◆ Supplied text
Growing microgreens is an easy way to get started with hydroponics and producing food in your own home! Today we’ll compare four hydroponic growing mediums to figure out which is the best.

A few things you should know about me, I’ve never met a rabbit hole I won’t throw myself down and I desperately want to grow food in the dead of winter when the ground is (or at least should be) frozen and covered in feet of snow.

I’ve been growing sprouts for years, and they scratch the itch (and taste great) but I want more! After perusing True Leaf Market for way too many onion seeds I was sucked into the hydroponics section and decided to make some poor financial choices.

My goal here is to try a bunch of things and tell you what worked so you can jump straight to successfully growing your own microgreens.

I’ve been gardening for long enough to be comfortable with absolute failure and it won’t discourage me the way it might ruin things for someone just getting started!

How to Grow Hydroponic Microgreens at Home

Hydroponic setups can get really fancy and really expensive but they don’t have to be, especially if you’re growing microgreens and not full-sized plants.

Microgreens are a step between growing sprouts and growing baby greens. They take a bit longer and grow bigger than sprouts but not as big as baby greens and they don’t need any extra nutrients which helps keep things simple.

Read more about Growing Sprouts for Fresh Food Anytime

In my opinion, they aren’t a great choice for a full salad (unless you’re me and growing 12 trays at once) but they make a great addition to a sandwich, smoothie or anything that needs a punch of fresh, green flavor!

◆ Supplied entries
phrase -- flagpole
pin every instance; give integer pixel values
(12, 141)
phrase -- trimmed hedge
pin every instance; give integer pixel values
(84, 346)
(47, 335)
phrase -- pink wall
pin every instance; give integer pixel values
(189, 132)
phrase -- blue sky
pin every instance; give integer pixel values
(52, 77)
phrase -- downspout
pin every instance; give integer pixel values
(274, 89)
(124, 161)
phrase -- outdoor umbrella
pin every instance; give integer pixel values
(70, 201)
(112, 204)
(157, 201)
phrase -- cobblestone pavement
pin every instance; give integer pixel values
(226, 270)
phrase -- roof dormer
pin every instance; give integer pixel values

◆ Tasks to perform
1: In the microgreens text, the paragraph beginning "Microgreens are a step" compares kinds of greens by size. List each kind it names.
2: Output the part of the microgreens text starting with "My goal here" and going on through "just getting started!".

◆ Results by task
1:
- sprouts
- microgreens
- baby greens

2:
My goal here is to try a bunch of things and tell you what worked so you can jump straight to successfully growing your own microgreens.

I’ve been gardening for long enough to be comfortable with absolute failure and it won’t discourage me the way it might ruin things for someone just getting started!